### [What you will do]
Output nothing but the lines from the line with "Reviewer note: check that each instance of the oncoming" through the end of the listing below, both ends included.
* * * *
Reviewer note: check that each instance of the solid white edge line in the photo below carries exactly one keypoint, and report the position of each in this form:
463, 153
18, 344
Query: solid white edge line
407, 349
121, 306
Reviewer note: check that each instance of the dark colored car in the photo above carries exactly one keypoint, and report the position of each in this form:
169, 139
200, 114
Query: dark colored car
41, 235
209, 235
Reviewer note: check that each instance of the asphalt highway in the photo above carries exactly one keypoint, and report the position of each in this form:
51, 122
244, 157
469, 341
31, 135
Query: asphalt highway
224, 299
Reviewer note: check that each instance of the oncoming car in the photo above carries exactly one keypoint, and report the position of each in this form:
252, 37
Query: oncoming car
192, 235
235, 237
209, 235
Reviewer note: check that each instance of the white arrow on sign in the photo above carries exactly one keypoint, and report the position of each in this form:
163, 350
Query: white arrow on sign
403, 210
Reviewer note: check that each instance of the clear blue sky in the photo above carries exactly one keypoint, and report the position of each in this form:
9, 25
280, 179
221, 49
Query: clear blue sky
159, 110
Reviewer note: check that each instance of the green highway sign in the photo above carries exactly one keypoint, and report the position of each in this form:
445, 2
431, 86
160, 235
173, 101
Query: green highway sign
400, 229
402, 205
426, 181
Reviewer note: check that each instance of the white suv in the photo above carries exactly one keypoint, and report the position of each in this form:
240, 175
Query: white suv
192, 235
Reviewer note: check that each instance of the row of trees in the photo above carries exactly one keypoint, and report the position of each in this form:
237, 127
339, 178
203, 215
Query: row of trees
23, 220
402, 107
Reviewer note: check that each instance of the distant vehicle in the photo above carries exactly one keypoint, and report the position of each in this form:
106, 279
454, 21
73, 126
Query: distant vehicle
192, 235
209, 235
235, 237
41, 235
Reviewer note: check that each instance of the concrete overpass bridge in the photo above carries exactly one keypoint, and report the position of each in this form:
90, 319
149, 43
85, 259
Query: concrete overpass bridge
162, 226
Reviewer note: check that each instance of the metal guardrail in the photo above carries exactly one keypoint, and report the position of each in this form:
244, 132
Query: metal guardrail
* * * *
### [Solution to this exercise]
Reviewer note: check that each instance of the oncoming car in the photo above carries exactly one keypoint, and report the position of each in this form:
252, 37
Query: oncoming car
192, 235
235, 237
209, 235
Reviewer note: check that each instance of the white arrow on sign in the photo above carries exactly one keypoint, and report the position of each in this form:
163, 350
Query: white arrow on sign
403, 210
Reviewer note: check that each instance of the clear blue sky in the photo above carries exactly one keypoint, and report the position of each in this form:
9, 25
280, 179
221, 49
Query: clear blue sky
159, 110
Reviewer note: check that each instance of the green highway sign in the photo above carries exactly one keypoint, and report the position of each in this form:
445, 2
431, 86
160, 235
173, 101
Query: green highway sign
400, 229
402, 205
426, 181
Reviewer note: check that each instance of the white suv in the photo above carries exactly one keypoint, and report the position of each in this form:
240, 175
Query: white suv
192, 235
Reviewer note: check that each instance of the row of trees in the photo above carries exactly one keypoint, and report the position of each in this form:
237, 127
339, 178
203, 215
Query: row of trees
23, 220
402, 107
Reviewer note: check that each instance of the distant vehicle in the photo above carries exactly one keypoint, and report the position of each in this form:
106, 279
454, 21
73, 126
Query: distant vehicle
192, 235
209, 235
235, 237
41, 235
Reviewer note: check that each instance of the concrete overpass bridge in the photo above carries exactly one keypoint, and report the position of each in this form:
90, 319
149, 43
85, 259
Query: concrete overpass bridge
162, 226
Reviewer note: check that each instance of the metal guardrail in the photo above carries exactly one keypoint, and report the position of each in this form:
244, 132
Query: metal guardrail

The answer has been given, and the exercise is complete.